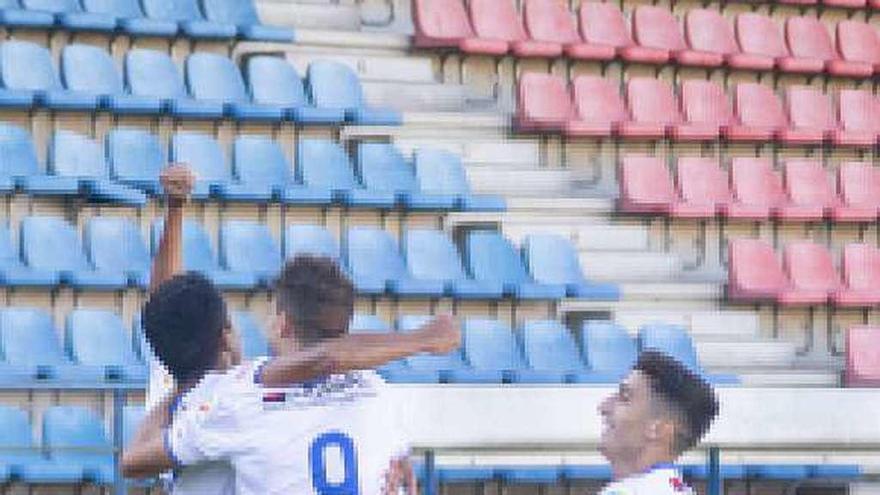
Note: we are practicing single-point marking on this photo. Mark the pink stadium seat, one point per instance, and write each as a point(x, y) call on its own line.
point(543, 103)
point(755, 271)
point(498, 20)
point(811, 46)
point(705, 108)
point(445, 24)
point(810, 116)
point(863, 357)
point(552, 22)
point(759, 113)
point(652, 107)
point(858, 42)
point(604, 29)
point(859, 118)
point(812, 278)
point(645, 185)
point(809, 193)
point(858, 187)
point(702, 188)
point(600, 110)
point(861, 277)
point(757, 189)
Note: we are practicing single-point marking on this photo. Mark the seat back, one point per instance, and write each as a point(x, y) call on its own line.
point(656, 27)
point(758, 35)
point(431, 255)
point(706, 30)
point(27, 66)
point(214, 77)
point(90, 69)
point(273, 81)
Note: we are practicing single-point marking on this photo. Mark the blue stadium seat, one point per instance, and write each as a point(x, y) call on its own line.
point(273, 81)
point(334, 85)
point(198, 256)
point(553, 260)
point(189, 16)
point(383, 168)
point(376, 266)
point(75, 436)
point(243, 14)
point(70, 16)
point(431, 255)
point(13, 16)
point(51, 244)
point(97, 338)
point(324, 165)
point(202, 153)
point(23, 459)
point(29, 78)
point(259, 162)
point(675, 341)
point(136, 158)
point(31, 351)
point(248, 247)
point(493, 259)
point(212, 77)
point(115, 245)
point(608, 348)
point(310, 240)
point(131, 18)
point(13, 272)
point(74, 155)
point(549, 346)
point(152, 74)
point(87, 69)
point(440, 172)
point(254, 342)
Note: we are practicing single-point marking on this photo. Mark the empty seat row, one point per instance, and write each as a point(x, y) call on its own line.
point(707, 40)
point(806, 275)
point(751, 190)
point(270, 90)
point(593, 107)
point(197, 19)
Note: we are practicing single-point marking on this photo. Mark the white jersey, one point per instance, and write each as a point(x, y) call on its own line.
point(337, 435)
point(658, 481)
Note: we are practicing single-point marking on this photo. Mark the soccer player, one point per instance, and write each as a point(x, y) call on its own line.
point(660, 410)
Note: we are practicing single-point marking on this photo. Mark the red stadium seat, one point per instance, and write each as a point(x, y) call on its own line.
point(498, 20)
point(543, 103)
point(863, 357)
point(706, 110)
point(858, 42)
point(861, 277)
point(552, 22)
point(757, 189)
point(812, 278)
point(652, 107)
point(759, 113)
point(645, 185)
point(445, 24)
point(600, 110)
point(811, 46)
point(702, 188)
point(755, 271)
point(859, 118)
point(604, 29)
point(858, 187)
point(808, 191)
point(810, 116)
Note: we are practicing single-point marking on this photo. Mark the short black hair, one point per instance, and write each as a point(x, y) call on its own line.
point(183, 322)
point(692, 398)
point(312, 290)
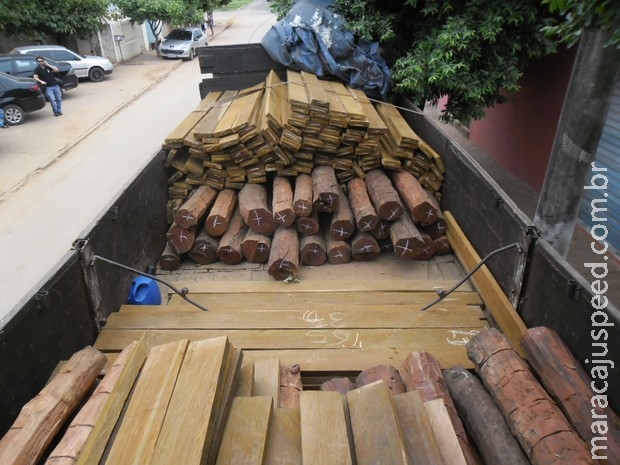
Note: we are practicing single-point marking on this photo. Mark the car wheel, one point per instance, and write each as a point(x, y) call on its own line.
point(13, 115)
point(96, 74)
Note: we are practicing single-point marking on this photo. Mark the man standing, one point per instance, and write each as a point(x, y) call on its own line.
point(43, 74)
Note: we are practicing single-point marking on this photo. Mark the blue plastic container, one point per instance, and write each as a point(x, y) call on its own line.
point(144, 290)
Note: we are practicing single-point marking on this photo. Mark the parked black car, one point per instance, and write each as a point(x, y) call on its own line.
point(24, 65)
point(19, 96)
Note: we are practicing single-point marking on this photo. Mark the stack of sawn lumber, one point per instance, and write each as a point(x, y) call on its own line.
point(201, 403)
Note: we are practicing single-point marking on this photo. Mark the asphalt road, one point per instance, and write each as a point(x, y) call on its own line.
point(58, 174)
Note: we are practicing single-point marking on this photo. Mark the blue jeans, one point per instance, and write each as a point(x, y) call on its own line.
point(55, 97)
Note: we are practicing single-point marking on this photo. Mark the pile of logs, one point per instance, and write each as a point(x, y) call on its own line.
point(310, 221)
point(201, 403)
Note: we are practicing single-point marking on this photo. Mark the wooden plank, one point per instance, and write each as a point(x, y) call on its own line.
point(284, 442)
point(419, 438)
point(246, 432)
point(389, 317)
point(188, 427)
point(324, 437)
point(374, 423)
point(503, 312)
point(135, 439)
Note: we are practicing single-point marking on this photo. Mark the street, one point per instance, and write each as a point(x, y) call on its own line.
point(57, 175)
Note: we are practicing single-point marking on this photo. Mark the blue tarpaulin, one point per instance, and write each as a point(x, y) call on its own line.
point(313, 38)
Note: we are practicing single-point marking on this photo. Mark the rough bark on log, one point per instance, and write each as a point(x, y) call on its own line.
point(482, 418)
point(181, 239)
point(302, 200)
point(254, 209)
point(366, 218)
point(43, 417)
point(421, 206)
point(284, 255)
point(308, 225)
point(383, 195)
point(364, 247)
point(256, 247)
point(386, 373)
point(229, 248)
point(324, 189)
point(204, 250)
point(342, 225)
point(421, 372)
point(312, 250)
point(194, 210)
point(221, 212)
point(283, 212)
point(170, 259)
point(405, 237)
point(569, 385)
point(537, 422)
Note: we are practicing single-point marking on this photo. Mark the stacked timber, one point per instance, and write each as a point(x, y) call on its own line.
point(203, 403)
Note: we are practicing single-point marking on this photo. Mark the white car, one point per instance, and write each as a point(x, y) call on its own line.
point(92, 67)
point(182, 43)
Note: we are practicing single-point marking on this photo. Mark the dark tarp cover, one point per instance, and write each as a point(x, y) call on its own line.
point(314, 39)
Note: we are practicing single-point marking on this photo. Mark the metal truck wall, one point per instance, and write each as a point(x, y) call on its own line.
point(59, 319)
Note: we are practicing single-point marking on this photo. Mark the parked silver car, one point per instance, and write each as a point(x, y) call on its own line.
point(182, 43)
point(85, 66)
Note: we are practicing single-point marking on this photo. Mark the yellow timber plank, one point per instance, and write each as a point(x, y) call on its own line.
point(504, 313)
point(386, 317)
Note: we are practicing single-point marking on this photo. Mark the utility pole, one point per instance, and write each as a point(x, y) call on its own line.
point(590, 88)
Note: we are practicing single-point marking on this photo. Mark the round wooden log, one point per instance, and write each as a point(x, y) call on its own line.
point(256, 247)
point(194, 210)
point(282, 205)
point(302, 199)
point(204, 250)
point(364, 247)
point(366, 218)
point(221, 212)
point(312, 250)
point(254, 209)
point(229, 249)
point(383, 195)
point(537, 422)
point(284, 255)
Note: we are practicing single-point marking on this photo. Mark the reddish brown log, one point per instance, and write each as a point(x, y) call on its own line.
point(229, 250)
point(386, 373)
point(341, 385)
point(170, 259)
point(421, 372)
point(324, 189)
point(405, 237)
point(366, 218)
point(442, 246)
point(569, 385)
point(256, 247)
point(308, 225)
point(284, 256)
point(421, 206)
point(342, 224)
point(364, 247)
point(181, 239)
point(384, 197)
point(537, 422)
point(283, 212)
point(194, 210)
point(204, 250)
point(312, 250)
point(482, 419)
point(428, 249)
point(254, 208)
point(221, 212)
point(302, 200)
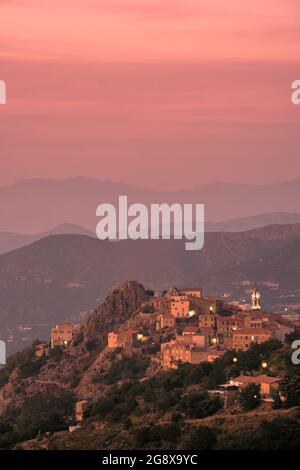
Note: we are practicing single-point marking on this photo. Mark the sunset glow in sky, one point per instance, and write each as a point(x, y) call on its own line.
point(160, 93)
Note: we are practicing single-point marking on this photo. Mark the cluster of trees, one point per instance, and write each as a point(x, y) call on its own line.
point(39, 413)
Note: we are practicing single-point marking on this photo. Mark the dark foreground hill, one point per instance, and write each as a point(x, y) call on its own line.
point(133, 403)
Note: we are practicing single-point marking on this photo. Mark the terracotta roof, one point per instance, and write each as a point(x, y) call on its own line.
point(252, 331)
point(190, 328)
point(258, 379)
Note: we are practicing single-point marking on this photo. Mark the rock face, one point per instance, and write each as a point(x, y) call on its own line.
point(117, 308)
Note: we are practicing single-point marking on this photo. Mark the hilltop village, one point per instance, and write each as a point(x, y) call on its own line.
point(143, 364)
point(189, 327)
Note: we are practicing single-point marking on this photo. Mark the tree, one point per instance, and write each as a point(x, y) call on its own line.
point(199, 405)
point(202, 438)
point(250, 397)
point(290, 387)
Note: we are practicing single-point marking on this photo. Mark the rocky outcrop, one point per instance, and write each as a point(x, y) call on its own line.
point(117, 308)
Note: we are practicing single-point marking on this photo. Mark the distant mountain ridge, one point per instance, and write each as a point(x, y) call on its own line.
point(60, 276)
point(12, 241)
point(34, 206)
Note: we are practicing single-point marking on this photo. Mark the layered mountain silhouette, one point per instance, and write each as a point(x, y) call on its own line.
point(11, 241)
point(60, 276)
point(34, 206)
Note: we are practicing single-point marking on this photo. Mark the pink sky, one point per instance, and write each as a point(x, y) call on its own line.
point(161, 93)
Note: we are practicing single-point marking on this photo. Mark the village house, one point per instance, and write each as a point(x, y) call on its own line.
point(190, 330)
point(180, 306)
point(189, 348)
point(191, 292)
point(176, 352)
point(268, 385)
point(62, 335)
point(41, 350)
point(165, 320)
point(208, 321)
point(121, 339)
point(197, 339)
point(243, 338)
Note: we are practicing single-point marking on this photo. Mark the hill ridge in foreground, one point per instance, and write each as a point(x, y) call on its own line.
point(132, 403)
· · · · · · ·
TO DO: Exactly as they appear, print the lines from the one holding "Mark the rocky" through the final line of the entries, and no others.

OUTPUT FOR THIS EXERCISE:
Note: we are practicing single-point marking on this photo. Mark the rocky outcrop, one point per instance, and write each as a point(x, y) call on its own line.
point(117, 308)
Note: we are practicing single-point marking on this photo. Mark the distant mountain ridge, one point per instance, and write each as a point(x, y) call on its own line.
point(60, 276)
point(12, 241)
point(34, 206)
Note: we are practicing single-point marking on this photo. Mark the layered mountain silhouette, one point per instance, and write each as a point(x, y) call on its own line.
point(11, 241)
point(60, 276)
point(34, 206)
Note: we are practicing single-point marking on this photo. Mark the pink sky, one point per instance, and write each as a point(x, y) call on its own line.
point(161, 93)
Note: we are practicing single-point marking on this photo. Mark the village house, one point per instance, and write each as a point(x, y) call on its own line.
point(190, 330)
point(180, 306)
point(189, 348)
point(191, 292)
point(176, 352)
point(268, 385)
point(62, 335)
point(41, 350)
point(165, 320)
point(208, 321)
point(121, 339)
point(197, 339)
point(243, 338)
Note: we are practicing single-point marking on this photo. Mark the hill ridge in foreground, one point per instance, and write each as a point(x, y) call on its own line.
point(132, 403)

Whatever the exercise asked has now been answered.